**Extract to read**

^^^^

6.3. HOW DOES THE 2D VISION TRANSFORMER UNDERSTAND 3D POINT CLOUDS?

To better understand how the 2D image Transformers understand 3D inputs through the autoencoder training, we study the effect of positional embedding used by ViT-B in our ACT dVAE model. From Table 10 , we can observe that: (i) Without any positional embedding, the pretrained ViT still learns transferable 3D features (84.21±0.45% accuracy). We argue that it is because the positional geometry information is already contained in the input 3D coordinates and the pretrained 2D Transformer can process 3D data purely by geometry features without explicit positional hints. (ii) When using positional embedding with only 2D xy plane coordinates, accuracy is improved significantly by +0.89%. We argue that 2D positional embedding is learned to fit the frozen image Transformer, enabling the image Transformer to encode 3D inputs into pretrained 2D feature space with high semantics. (iii) With all 3D coordinates used for positional embedding, the 2D image Transformer succeeds in leveraging the additional coordinate information for better feature encoding.

7. CONCLUSIONS

This paper presents a self-supervised learning framework ACT that performs masked modeling as feature distillation from pretrained foundational Transformers to 3D Transformer students. ACT first transfers the pretrained foundational Transformers as cross-modal 3D teachers via self-supervised 3D autoencoding. The semantic-enriched latent feature from the tuned 3D autoencoder is then used as masked modeling targets for the 3D Transformer students' representation learning, which shows remarkable generalization performance over various downstream 3D tasks. As a general SSL framework, we believe ACT could be easily extended to other modalities than 3D data. A great potential is shown to transfer cross-modal knowledge in this self-supervised fashion, which may largely facilitate the development of foundational modeling in this data-driven deep learning era.

^^^^

**Records supplied**
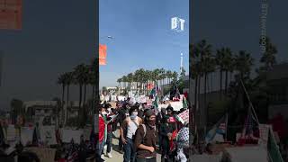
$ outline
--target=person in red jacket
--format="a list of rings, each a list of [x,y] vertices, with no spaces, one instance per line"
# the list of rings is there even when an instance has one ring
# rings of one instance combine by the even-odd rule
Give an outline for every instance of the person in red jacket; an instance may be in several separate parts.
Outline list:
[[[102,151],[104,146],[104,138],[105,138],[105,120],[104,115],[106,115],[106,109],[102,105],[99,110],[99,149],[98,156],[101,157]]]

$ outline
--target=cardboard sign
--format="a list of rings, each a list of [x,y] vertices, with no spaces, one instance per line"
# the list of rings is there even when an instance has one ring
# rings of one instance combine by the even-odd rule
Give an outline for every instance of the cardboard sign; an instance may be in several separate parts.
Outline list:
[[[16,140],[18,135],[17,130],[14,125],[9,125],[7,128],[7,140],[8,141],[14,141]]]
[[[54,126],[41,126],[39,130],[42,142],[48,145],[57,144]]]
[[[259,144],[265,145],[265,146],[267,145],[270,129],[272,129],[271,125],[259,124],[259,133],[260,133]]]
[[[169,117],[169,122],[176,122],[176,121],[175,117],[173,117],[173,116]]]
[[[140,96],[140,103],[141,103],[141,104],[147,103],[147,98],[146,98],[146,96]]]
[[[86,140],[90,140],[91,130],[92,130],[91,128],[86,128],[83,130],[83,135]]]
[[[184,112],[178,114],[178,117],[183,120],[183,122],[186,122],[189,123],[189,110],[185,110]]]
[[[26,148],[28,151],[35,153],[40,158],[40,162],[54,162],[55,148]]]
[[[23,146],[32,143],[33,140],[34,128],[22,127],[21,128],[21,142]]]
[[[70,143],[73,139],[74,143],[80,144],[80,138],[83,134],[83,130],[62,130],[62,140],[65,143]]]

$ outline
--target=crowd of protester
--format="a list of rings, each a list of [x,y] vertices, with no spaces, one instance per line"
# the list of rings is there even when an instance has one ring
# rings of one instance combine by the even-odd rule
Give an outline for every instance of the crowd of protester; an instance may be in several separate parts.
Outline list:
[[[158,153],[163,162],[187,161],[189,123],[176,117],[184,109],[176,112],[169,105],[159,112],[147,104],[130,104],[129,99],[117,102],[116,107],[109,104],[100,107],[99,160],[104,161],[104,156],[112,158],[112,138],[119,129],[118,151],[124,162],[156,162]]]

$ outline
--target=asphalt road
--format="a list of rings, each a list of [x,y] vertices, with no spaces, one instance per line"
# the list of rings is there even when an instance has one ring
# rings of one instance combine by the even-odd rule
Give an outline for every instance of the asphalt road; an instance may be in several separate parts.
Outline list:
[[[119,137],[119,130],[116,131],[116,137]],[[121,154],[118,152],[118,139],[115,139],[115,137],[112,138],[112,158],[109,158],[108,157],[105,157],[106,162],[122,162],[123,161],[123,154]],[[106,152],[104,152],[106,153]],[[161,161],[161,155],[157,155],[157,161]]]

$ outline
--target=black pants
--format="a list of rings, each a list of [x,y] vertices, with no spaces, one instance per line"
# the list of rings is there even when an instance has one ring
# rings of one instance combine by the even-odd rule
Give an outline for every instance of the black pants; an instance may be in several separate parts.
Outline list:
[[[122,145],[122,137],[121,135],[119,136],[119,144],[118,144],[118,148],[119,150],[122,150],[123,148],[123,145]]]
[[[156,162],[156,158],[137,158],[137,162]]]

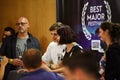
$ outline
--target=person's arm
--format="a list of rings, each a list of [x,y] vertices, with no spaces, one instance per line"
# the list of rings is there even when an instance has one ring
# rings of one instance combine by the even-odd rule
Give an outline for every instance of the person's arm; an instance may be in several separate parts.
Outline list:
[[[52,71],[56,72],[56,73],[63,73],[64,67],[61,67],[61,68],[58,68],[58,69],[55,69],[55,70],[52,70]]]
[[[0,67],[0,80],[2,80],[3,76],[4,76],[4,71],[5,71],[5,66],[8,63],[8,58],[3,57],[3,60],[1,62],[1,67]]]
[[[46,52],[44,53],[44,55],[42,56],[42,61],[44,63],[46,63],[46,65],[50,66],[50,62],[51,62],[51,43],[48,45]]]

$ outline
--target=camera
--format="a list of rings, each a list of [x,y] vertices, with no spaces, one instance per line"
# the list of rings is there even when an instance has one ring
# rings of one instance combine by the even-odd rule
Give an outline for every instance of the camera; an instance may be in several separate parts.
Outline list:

^^^^

**To-do list**
(A) Summarize the passage in two sentences.
(B) Copy the passage between "7. CONCLUSIONS" and "deep learning era.", inclusive, and replace "remarkable" with "strong".

**Expected answers**
(A) A study of positional embedding in the ACT dVAE model found that the pretrained ViT learns transferable 3D features even without positional embedding, that 2D xy embedding improves accuracy by +0.89%, and that using all 3D coordinates lets the 2D image Transformer encode features better. ACT is a self-supervised learning framework that transfers pretrained foundational Transformers as cross-modal 3D teachers and uses the latent features of the tuned 3D autoencoder as masked modeling targets for 3D Transformer students, which shows remarkable generalization performance over various downstream 3D tasks.

(B)
7. CONCLUSIONS

This paper presents a self-supervised learning framework ACT that performs masked modeling as feature distillation from pretrained foundational Transformers to 3D Transformer students. ACT first transfers the pretrained foundational Transformers as cross-modal 3D teachers via self-supervised 3D autoencoding. The semantic-enriched latent feature from the tuned 3D autoencoder is then used as masked modeling targets for the 3D Transformer students' representation learning, which shows strong generalization performance over various downstream 3D tasks. As a general SSL framework, we believe ACT could be easily extended to other modalities than 3D data. A great potential is shown to transfer cross-modal knowledge in this self-supervised fashion, which may largely facilitate the development of foundational modeling in this data-driven deep learning era.